# Input material:
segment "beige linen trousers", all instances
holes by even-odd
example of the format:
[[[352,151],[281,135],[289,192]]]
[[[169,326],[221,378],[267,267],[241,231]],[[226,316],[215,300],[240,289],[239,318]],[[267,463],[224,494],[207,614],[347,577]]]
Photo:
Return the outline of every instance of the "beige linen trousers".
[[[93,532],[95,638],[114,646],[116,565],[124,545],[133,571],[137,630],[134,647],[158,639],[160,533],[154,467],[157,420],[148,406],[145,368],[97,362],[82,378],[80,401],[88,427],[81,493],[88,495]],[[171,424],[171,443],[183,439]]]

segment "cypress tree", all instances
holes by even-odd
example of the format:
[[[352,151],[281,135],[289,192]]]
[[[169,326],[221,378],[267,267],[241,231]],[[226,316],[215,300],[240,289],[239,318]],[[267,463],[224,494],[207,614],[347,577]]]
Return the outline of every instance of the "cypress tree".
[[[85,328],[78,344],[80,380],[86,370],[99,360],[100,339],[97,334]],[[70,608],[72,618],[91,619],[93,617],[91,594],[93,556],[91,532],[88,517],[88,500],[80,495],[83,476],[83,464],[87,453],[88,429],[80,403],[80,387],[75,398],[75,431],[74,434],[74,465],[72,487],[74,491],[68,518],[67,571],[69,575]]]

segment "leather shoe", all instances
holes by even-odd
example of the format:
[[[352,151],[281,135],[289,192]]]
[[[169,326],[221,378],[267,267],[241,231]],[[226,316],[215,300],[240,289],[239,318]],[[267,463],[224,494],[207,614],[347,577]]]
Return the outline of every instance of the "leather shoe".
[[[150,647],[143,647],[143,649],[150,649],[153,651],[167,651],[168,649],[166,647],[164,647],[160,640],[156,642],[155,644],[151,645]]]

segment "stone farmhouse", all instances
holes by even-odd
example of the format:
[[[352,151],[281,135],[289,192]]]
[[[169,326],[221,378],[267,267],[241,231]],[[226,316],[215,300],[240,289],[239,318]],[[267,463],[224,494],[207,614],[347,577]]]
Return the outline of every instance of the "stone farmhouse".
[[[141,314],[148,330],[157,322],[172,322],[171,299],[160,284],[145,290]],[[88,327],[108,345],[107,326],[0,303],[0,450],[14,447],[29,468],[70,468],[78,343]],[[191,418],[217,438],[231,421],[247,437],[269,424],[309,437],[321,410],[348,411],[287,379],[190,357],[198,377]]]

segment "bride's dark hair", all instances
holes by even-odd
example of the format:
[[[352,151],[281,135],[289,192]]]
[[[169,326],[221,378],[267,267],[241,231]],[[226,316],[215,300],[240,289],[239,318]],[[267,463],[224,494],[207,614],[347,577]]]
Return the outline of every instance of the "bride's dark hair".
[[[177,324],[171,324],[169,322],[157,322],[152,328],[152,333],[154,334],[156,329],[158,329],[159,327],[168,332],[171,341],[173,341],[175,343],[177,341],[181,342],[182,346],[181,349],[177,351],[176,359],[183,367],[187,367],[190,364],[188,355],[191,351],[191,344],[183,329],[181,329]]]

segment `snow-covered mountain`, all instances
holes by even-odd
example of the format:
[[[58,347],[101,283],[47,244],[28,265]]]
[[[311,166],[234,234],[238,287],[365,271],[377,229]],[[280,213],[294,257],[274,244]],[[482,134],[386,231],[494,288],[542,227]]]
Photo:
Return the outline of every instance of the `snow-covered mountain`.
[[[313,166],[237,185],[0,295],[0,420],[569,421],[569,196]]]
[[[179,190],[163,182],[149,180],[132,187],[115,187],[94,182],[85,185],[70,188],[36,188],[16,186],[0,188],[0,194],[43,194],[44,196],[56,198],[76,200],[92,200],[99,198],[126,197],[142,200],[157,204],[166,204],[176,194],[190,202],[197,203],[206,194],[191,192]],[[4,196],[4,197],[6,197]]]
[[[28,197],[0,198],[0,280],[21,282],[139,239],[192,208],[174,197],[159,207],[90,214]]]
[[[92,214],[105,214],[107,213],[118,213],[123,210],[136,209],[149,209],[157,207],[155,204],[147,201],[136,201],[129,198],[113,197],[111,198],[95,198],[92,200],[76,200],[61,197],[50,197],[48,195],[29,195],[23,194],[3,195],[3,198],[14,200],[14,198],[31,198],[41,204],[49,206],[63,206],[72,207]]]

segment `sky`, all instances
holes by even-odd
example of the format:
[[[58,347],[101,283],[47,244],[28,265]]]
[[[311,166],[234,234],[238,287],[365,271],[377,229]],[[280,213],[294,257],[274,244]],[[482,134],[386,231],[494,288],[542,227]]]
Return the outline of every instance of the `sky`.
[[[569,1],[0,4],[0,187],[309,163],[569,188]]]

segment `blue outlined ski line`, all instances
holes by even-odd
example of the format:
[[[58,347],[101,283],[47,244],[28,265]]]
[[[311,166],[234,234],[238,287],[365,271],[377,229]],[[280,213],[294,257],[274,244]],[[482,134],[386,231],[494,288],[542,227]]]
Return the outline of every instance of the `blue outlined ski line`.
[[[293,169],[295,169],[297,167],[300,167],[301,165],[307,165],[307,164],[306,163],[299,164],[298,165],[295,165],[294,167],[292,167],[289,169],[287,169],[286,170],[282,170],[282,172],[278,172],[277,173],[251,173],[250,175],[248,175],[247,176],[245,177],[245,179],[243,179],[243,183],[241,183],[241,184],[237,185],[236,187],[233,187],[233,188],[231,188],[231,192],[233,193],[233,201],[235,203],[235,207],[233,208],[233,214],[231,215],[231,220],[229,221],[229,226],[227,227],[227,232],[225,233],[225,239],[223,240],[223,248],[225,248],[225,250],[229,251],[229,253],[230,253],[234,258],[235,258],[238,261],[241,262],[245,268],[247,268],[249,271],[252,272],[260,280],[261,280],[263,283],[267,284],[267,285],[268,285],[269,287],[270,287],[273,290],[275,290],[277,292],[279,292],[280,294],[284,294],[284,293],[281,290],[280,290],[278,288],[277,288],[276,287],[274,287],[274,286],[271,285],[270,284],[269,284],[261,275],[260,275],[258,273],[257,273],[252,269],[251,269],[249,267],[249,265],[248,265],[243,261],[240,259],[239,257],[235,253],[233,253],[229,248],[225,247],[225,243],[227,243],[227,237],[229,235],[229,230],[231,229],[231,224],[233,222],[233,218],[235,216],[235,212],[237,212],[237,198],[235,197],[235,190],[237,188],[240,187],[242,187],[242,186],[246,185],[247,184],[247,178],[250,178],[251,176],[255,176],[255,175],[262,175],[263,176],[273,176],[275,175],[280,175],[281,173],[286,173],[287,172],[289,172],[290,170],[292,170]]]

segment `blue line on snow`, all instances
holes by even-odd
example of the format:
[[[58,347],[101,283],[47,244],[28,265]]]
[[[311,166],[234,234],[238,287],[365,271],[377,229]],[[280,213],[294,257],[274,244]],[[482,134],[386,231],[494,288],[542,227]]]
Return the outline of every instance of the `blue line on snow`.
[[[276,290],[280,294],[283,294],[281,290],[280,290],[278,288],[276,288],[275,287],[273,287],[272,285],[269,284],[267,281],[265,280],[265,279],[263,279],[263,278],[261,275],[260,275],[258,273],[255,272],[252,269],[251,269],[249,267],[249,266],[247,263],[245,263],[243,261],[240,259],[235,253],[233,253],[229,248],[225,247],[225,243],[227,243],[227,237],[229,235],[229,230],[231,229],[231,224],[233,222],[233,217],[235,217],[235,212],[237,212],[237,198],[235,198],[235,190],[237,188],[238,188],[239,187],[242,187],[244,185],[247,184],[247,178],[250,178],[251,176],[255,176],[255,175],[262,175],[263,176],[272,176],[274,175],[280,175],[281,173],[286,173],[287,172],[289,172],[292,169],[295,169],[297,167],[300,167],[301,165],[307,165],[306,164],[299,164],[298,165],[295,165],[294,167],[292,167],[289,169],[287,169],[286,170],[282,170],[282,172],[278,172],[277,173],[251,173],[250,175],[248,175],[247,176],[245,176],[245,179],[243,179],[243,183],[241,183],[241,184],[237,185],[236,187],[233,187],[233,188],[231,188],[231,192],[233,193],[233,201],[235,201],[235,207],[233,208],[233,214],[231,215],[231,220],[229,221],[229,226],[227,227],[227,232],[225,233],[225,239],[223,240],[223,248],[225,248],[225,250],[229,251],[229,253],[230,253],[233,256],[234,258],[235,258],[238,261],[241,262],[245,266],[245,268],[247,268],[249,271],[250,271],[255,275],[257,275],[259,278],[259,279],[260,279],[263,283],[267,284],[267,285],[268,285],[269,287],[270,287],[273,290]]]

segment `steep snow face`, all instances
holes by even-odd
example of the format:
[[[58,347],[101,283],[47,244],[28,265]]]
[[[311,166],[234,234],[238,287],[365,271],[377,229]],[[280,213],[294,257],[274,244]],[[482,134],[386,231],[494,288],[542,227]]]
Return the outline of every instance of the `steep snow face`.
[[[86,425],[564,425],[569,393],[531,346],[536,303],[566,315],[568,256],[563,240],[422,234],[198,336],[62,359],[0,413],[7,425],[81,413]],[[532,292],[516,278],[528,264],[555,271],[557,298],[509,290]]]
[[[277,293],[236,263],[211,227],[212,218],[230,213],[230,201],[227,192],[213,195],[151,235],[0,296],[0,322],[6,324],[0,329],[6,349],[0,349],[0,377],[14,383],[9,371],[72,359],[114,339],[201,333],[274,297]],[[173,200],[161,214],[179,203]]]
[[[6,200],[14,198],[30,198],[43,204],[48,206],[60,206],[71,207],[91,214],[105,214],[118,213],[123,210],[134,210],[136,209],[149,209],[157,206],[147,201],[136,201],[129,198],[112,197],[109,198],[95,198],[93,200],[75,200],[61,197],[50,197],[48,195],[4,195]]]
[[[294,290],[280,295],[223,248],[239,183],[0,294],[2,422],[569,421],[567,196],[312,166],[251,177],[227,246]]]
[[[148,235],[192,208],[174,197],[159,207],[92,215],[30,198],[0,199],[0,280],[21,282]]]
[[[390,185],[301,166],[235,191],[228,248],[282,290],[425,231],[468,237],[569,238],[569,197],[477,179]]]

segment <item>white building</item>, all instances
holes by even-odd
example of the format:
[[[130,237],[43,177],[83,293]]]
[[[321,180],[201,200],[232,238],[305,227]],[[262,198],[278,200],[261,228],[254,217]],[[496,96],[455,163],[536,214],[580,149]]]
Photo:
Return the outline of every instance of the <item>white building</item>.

# Your task:
Please copy out, with no changes, everything in the material from the line containing "segment <item>white building</item>, all" down to the last line of the material, including both of those lines.

# Output for this task:
segment <item>white building</item>, all instances
holes by even-odd
example of the format:
[[[130,237],[43,177],[83,293]]]
[[[321,180],[201,200],[232,238],[305,227]],[[262,198],[278,200],[261,228],[254,217]],[[496,96],[455,163],[536,214],[580,149]]]
Photo:
Return the outline of every instance of the <item>white building</item>.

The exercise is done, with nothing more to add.